Dataset records:
• • •

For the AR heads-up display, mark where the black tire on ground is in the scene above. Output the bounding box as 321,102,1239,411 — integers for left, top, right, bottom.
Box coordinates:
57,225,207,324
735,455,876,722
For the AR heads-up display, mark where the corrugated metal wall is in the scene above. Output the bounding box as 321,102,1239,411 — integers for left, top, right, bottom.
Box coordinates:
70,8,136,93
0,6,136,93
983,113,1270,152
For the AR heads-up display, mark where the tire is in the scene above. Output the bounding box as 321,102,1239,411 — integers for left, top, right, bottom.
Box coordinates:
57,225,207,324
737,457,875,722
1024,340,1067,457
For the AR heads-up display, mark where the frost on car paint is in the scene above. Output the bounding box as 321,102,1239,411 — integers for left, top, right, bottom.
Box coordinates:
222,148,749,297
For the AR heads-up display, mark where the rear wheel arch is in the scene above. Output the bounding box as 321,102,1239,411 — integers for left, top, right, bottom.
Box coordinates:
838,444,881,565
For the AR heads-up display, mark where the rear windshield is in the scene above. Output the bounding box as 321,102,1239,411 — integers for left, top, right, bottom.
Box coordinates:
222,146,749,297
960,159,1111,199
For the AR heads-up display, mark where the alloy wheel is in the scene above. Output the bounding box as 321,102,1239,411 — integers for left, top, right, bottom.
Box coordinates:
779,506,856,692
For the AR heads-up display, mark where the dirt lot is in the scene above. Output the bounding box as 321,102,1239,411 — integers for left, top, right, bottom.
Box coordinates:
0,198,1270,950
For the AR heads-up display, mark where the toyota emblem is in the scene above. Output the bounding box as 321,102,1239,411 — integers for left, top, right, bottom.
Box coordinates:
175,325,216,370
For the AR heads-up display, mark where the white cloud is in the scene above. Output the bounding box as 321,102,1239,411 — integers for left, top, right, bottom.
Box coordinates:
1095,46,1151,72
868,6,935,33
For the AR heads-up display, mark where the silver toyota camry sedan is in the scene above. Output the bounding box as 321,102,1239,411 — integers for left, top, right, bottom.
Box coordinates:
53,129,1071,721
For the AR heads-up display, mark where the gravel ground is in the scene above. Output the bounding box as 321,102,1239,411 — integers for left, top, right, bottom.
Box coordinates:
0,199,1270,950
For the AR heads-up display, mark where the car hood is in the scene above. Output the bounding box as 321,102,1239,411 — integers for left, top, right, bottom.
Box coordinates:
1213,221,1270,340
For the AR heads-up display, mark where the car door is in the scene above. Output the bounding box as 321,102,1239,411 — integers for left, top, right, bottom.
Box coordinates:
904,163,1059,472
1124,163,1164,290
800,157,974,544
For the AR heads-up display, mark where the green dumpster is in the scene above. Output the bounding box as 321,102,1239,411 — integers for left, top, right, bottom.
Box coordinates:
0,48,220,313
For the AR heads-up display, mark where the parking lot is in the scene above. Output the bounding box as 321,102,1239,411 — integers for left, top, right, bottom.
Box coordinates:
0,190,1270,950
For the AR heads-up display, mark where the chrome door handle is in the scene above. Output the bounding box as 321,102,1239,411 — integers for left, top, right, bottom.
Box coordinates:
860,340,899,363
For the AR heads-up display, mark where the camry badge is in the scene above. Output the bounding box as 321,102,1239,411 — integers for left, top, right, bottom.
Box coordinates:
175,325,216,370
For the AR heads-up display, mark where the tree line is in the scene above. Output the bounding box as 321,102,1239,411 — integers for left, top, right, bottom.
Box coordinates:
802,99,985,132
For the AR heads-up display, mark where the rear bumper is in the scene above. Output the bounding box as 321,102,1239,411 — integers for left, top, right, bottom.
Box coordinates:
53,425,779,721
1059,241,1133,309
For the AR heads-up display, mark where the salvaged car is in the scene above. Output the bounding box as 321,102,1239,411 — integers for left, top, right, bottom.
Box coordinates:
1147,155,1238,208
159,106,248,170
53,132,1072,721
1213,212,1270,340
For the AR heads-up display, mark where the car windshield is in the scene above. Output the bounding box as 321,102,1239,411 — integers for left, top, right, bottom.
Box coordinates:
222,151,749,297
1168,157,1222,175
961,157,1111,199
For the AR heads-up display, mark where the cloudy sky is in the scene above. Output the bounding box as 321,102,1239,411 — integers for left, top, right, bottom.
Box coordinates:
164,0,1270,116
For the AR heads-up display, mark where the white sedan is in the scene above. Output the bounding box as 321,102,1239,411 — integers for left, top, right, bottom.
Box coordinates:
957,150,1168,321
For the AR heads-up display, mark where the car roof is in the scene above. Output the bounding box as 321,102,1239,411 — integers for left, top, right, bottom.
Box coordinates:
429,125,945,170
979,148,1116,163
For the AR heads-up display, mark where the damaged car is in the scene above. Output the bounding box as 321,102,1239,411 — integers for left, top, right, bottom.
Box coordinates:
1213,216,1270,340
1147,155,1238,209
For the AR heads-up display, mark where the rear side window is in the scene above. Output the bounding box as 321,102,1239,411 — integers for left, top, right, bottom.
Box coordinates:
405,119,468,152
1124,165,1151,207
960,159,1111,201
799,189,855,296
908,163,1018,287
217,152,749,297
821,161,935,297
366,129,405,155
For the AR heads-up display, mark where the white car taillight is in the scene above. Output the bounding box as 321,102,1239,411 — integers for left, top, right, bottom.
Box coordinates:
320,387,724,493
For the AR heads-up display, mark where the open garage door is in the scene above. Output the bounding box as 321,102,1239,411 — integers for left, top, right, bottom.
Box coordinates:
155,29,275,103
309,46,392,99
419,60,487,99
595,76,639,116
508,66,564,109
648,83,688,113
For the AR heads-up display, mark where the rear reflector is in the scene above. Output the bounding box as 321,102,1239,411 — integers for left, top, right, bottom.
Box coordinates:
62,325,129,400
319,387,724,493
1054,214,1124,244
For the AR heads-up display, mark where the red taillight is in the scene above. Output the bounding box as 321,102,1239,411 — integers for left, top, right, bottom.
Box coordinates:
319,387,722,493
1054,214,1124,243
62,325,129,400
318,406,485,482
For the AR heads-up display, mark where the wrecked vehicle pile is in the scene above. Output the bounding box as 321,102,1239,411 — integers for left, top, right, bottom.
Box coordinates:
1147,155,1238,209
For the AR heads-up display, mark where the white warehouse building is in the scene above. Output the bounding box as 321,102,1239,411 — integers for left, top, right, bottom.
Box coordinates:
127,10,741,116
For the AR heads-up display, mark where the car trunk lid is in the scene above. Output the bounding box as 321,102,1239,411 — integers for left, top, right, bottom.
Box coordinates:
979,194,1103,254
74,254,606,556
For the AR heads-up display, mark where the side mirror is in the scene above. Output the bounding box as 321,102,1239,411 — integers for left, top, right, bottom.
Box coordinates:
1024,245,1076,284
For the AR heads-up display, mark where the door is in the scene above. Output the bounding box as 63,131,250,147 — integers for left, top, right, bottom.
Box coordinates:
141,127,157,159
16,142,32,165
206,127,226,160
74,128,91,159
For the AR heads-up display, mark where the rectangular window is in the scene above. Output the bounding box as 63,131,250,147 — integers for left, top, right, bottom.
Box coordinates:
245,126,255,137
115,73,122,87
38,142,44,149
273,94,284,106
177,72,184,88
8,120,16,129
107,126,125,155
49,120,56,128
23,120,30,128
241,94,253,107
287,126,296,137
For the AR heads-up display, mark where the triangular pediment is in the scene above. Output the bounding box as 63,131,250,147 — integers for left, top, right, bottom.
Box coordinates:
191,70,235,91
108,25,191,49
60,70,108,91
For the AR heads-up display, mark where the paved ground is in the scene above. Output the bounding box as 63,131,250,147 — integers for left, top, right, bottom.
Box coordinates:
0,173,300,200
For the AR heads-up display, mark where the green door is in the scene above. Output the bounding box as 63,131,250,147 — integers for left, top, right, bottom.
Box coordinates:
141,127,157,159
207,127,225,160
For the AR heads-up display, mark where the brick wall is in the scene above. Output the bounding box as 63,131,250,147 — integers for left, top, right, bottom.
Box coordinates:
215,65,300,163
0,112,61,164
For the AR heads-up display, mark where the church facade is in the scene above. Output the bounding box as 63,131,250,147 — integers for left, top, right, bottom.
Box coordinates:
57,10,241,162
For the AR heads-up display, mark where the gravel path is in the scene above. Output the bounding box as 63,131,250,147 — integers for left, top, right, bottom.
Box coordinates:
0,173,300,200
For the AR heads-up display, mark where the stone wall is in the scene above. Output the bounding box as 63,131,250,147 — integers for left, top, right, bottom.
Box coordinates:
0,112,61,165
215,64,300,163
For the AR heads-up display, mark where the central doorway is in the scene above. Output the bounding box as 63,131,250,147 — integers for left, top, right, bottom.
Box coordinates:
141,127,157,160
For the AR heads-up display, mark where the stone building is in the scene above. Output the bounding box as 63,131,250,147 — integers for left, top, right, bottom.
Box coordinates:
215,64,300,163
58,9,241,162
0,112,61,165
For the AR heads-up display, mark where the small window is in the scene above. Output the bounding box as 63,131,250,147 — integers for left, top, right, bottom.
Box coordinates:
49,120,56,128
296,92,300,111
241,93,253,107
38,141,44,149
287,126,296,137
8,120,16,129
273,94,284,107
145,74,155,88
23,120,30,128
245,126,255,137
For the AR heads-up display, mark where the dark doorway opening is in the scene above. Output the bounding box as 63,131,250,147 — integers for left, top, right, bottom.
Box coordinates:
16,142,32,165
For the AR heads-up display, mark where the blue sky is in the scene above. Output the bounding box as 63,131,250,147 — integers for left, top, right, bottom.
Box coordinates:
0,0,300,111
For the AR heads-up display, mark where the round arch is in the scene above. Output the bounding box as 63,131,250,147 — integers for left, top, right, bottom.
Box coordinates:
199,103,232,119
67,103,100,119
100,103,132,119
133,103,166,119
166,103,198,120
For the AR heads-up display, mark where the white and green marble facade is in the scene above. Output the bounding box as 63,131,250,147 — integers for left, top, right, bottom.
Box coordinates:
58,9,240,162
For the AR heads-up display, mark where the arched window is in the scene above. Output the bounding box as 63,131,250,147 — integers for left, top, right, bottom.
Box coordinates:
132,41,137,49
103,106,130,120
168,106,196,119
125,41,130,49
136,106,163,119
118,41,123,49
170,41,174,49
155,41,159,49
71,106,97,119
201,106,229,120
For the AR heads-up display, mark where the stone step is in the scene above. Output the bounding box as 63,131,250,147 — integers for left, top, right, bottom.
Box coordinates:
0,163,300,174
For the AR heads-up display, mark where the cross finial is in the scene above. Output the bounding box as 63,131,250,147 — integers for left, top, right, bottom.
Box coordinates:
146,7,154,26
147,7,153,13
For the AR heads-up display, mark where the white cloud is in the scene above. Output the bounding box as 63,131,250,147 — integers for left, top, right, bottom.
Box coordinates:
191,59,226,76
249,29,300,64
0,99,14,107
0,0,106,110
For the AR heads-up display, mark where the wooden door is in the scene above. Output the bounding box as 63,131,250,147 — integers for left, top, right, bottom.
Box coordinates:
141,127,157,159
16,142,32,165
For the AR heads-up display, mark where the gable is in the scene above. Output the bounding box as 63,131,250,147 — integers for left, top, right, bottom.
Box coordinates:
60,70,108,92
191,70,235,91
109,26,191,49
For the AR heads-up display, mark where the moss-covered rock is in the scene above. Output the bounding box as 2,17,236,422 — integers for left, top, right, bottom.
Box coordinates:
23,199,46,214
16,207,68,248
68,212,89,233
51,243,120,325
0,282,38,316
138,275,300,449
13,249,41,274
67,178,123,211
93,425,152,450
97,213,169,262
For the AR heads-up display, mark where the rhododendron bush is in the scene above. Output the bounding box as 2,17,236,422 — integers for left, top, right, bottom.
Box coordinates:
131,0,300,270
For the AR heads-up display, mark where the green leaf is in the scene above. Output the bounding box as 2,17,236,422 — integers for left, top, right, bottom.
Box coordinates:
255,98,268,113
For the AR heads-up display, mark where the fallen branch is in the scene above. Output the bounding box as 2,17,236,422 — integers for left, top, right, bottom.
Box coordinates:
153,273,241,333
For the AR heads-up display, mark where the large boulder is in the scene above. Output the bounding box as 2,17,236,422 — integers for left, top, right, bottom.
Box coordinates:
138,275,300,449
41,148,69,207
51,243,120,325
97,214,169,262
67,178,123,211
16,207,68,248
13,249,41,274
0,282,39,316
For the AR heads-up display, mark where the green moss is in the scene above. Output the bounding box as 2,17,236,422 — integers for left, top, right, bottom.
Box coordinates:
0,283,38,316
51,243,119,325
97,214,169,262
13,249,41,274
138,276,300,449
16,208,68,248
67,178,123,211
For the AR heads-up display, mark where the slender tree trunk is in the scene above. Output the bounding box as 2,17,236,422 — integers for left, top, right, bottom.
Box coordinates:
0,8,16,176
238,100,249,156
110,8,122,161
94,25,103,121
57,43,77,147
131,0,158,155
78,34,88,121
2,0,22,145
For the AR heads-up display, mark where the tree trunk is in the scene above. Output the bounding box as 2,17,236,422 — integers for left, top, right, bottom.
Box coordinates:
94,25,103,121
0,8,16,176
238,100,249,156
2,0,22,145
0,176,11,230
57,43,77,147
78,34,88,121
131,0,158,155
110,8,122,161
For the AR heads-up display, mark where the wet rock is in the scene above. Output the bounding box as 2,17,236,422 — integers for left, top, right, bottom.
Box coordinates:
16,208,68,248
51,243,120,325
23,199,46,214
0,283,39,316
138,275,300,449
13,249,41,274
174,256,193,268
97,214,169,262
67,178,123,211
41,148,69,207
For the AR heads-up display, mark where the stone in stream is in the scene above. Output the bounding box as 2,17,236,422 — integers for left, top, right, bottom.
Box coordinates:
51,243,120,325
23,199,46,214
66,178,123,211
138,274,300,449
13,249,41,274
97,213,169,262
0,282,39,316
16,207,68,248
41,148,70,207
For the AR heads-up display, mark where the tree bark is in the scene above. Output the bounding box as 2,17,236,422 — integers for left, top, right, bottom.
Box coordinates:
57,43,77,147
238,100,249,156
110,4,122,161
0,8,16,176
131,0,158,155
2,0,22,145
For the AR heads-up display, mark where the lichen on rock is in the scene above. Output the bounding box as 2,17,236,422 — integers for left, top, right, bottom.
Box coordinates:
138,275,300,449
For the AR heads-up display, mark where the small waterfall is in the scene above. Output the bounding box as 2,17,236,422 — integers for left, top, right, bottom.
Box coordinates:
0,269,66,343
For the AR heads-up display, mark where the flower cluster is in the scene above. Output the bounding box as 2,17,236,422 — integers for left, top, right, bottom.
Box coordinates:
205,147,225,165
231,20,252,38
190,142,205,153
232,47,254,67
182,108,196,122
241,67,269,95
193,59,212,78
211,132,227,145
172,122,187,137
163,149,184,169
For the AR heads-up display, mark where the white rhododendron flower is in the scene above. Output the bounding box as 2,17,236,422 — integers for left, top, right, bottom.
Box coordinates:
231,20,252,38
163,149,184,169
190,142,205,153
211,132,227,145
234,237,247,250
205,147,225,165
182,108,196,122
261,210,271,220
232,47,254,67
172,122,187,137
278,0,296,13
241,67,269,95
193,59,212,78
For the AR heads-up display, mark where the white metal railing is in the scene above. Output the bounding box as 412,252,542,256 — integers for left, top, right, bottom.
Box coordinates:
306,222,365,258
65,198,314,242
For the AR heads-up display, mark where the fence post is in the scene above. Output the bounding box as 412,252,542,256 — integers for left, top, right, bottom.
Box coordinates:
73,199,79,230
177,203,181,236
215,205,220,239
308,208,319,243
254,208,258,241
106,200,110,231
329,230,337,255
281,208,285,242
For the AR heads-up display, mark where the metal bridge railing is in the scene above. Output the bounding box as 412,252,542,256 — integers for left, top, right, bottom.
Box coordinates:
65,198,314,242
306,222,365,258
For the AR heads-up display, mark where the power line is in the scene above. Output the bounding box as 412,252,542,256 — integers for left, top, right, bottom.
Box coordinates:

• • •

WORK INSTRUCTIONS »
Reproduce the listing from its first line through the line that contains "222,148,749,297", including both of those lines.

TASK OUTPUT »
For the AR heads-up display, mark where the black tire on ground is in the scene above. Output the bounding box as 321,102,1239,411 — integers for left, top, right, bottom.
Box coordinates:
57,225,207,324
735,455,876,722
For the AR heads-up display, mark where the corrugated metal wall is in the scene above. Output the bounding box as 321,102,1239,411 — integers for left, top, right, bottom.
Box coordinates:
70,8,136,93
0,6,136,93
983,113,1270,152
For the AR heads-up display, mark where the tire is in the scene above. Output the bounding box as 321,102,1239,411 — integers for left, top, right, bottom.
Box coordinates:
57,225,207,324
737,457,875,722
1024,340,1067,457
For the AR heads-up display, mark where the frost on car paint is in the scene above. Output the bounding box as 321,102,1239,411 — integers for left, top, right, bottom.
Box coordinates:
222,148,749,297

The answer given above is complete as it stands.